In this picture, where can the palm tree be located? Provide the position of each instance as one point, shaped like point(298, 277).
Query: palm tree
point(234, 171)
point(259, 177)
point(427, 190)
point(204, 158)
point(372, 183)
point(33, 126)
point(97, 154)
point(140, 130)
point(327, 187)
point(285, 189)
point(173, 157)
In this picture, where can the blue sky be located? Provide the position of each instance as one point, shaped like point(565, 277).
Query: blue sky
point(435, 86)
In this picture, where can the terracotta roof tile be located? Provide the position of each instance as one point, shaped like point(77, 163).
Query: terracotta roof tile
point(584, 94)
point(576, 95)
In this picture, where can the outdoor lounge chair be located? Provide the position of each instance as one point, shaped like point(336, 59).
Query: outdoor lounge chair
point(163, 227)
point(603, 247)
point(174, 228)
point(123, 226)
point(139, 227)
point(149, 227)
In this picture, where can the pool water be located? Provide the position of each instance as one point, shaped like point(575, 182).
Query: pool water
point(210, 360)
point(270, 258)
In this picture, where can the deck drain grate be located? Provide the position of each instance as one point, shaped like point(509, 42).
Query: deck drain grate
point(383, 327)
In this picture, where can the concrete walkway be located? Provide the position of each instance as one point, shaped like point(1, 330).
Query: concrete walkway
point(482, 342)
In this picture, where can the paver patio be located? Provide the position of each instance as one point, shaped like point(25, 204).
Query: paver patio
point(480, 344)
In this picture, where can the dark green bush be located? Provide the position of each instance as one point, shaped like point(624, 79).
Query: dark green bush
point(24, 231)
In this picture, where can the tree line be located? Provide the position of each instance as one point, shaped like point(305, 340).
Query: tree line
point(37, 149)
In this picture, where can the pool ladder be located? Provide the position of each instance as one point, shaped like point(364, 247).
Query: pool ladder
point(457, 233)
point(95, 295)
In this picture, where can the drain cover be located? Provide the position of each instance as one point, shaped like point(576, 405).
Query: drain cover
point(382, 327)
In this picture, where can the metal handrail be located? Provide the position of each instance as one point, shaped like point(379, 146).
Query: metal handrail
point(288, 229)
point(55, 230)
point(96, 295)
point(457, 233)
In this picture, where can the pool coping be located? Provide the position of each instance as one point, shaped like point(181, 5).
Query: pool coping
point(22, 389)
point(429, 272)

# # #

* [WHAT THE EXERCISE ASKS]
Convert every line of the material above into a Markdown table with two columns, Row and Line. Number the rows in order and leave out any blank lines.

* [WORKED ANSWER]
| Row | Line |
|---|---|
| 1 | In this picture, where can the palm tree be located? Provide the position of each instance as one point, shaped like point(298, 277). |
| 2 | Query: palm tree |
| 3 | point(234, 171) |
| 4 | point(259, 177) |
| 5 | point(427, 190) |
| 6 | point(204, 158) |
| 7 | point(372, 183) |
| 8 | point(33, 126) |
| 9 | point(97, 154) |
| 10 | point(140, 130) |
| 11 | point(327, 187) |
| 12 | point(285, 189) |
| 13 | point(173, 157) |
| 14 | In this picture, where can the blue sky be located? Provide the position of each instance as one point, shaped like point(565, 277). |
| 15 | Query: blue sky |
| 16 | point(435, 86) |
| 17 | In this picture, where can the terracotta roof tile be located? Provide the position of each instance as one point, shaped like point(77, 163). |
| 18 | Query: terracotta roof tile |
| 19 | point(584, 94) |
| 20 | point(576, 95) |
| 21 | In this picture, where can the outdoor lounge chair be located? Provide the position of each instance as one point, shaped like point(336, 59). |
| 22 | Query: outdoor lounge chair |
| 23 | point(163, 227) |
| 24 | point(603, 247) |
| 25 | point(174, 228) |
| 26 | point(123, 226) |
| 27 | point(139, 227) |
| 28 | point(149, 227) |
| 29 | In this picture, where can the pool water be located? Provide the position of each instance as one point, shaped like point(575, 182). |
| 30 | Query: pool water |
| 31 | point(210, 360) |
| 32 | point(270, 258) |
| 33 | In this picture, where can the deck drain grate be located? Provide the position of each instance as one point, shaped like point(509, 42). |
| 34 | Query: deck drain grate |
| 35 | point(383, 327) |
| 36 | In this picture, where can the concrete walkway be located? Provide the position of each instance as one point, shaped like point(1, 330). |
| 37 | Query: concrete walkway |
| 38 | point(482, 342) |
| 39 | In this picture, where can the paver patio be located? Provide the position of each instance as one point, shaped like point(25, 204). |
| 40 | Query: paver patio |
| 41 | point(480, 344) |
| 42 | In this picture, where can the dark green bush be located? Provide the position of each instance as one point, shaped like point(624, 79). |
| 43 | Query: dark green bush |
| 44 | point(24, 231) |
| 45 | In this picture, where can the tree line be located? Provide the position of each instance as one point, shaped like point(305, 340). |
| 46 | Query: tree line |
| 47 | point(37, 149) |
| 48 | In this picture, where can the pool ladder be located? Provide the position of each instance as one point, shaped like point(364, 247). |
| 49 | Query: pool ladder |
| 50 | point(457, 233) |
| 51 | point(95, 295) |
| 52 | In this picture, where can the drain cover be located? Provide the position of each instance as one point, shaped like point(576, 405). |
| 53 | Query: drain cover |
| 54 | point(382, 327) |
| 55 | In this picture, where can the metal handrail be located? Provide the position of each instance as one point, shaped like point(379, 146). |
| 56 | Query: metal handrail |
| 57 | point(288, 229) |
| 58 | point(55, 230) |
| 59 | point(96, 295) |
| 60 | point(457, 233) |
| 61 | In this picture, where can the pool coping be located? Provide the position of each instance as one point, shaped like point(181, 5). |
| 62 | Query: pool coping |
| 63 | point(22, 389) |
| 64 | point(429, 272) |